### EXTRACTED MATERIAL
--*--

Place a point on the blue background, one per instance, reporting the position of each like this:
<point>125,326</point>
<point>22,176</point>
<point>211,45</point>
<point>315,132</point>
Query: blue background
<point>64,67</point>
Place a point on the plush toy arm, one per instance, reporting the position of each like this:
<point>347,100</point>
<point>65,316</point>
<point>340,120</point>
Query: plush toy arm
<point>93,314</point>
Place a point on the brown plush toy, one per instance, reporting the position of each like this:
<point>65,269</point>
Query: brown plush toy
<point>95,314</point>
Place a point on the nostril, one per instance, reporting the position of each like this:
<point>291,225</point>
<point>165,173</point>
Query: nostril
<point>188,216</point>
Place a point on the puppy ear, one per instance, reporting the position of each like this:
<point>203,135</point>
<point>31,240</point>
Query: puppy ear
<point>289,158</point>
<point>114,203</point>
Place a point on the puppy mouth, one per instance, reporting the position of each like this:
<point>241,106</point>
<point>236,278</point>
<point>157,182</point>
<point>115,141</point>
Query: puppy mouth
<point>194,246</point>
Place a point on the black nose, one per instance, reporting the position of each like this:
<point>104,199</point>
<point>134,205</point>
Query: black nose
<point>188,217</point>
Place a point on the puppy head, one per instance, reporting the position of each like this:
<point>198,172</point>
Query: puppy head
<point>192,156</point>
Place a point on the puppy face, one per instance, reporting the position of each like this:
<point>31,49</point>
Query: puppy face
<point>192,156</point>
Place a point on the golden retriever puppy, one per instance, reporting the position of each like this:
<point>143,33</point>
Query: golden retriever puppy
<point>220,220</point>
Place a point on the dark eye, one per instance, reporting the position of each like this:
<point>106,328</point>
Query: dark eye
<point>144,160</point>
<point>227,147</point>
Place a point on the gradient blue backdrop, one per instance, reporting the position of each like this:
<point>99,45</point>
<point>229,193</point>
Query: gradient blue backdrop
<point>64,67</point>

--*--

### BRIEF
Line by line, set down the material exactly as given.

### RESPONSE TO THIS EXERCISE
Place a point on the blue background, one per instance, reporting the position of each like this:
<point>125,326</point>
<point>22,176</point>
<point>211,45</point>
<point>315,132</point>
Query: blue background
<point>64,67</point>
Place a point on the plush toy arm, one per instance, reporting the position of each like this:
<point>347,100</point>
<point>65,316</point>
<point>340,120</point>
Query: plush toy arm
<point>93,314</point>
Place a point on the brown plush toy, one per instance, reporting the position of each like this:
<point>65,269</point>
Query: brown plush toy
<point>95,314</point>
Place a point on the nostril, one per instance, reporting the position of each like this:
<point>291,225</point>
<point>165,173</point>
Query: nostril
<point>188,216</point>
Place a point on the puppy ear, one per instance, reporting the position of each like this:
<point>203,135</point>
<point>31,240</point>
Query: puppy ear
<point>289,158</point>
<point>114,203</point>
Place a point on the puppy mouth, one per instance, reporting the position of each like this:
<point>241,106</point>
<point>236,278</point>
<point>157,182</point>
<point>115,141</point>
Query: puppy mouth
<point>194,246</point>
Place a point on the black nose, one per instance, reporting the position of each like this:
<point>104,199</point>
<point>134,205</point>
Query: black nose
<point>188,217</point>
Place a point on the puppy head, one per instance, reporting the position of each like this:
<point>198,172</point>
Query: puppy head
<point>192,156</point>
Place a point on the puppy face, one per instance, reporting the position of each like this:
<point>31,49</point>
Query: puppy face
<point>192,156</point>
Place a point on the golden retriever puppy, one per instance, reporting the position of each like this:
<point>143,33</point>
Query: golden retriever puppy
<point>220,220</point>
Place a point on the dark eye, one per instance, reporting the position of each like this:
<point>106,328</point>
Query: dark eye
<point>144,160</point>
<point>227,147</point>
Place a point on the gradient blue backdrop, one per instance, reporting the position of each like this:
<point>99,45</point>
<point>229,193</point>
Query: gradient blue backdrop
<point>64,67</point>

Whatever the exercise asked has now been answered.